#### [SUPPLIED RECORDS]

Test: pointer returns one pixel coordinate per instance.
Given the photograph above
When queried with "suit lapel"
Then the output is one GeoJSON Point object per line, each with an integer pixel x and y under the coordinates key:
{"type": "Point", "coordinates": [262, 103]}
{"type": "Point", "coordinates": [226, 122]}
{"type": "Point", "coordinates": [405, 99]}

#### [PROBLEM DESCRIPTION]
Every record is to be repeated exactly as written.

#### [ANSWER SPACE]
Test: pointer returns one pixel coordinate per instance.
Given the photograph above
When queried with "suit lapel"
Then the output is one GeoJSON Point object per line, each with an integer pixel x and y under the coordinates key:
{"type": "Point", "coordinates": [262, 103]}
{"type": "Point", "coordinates": [226, 122]}
{"type": "Point", "coordinates": [405, 99]}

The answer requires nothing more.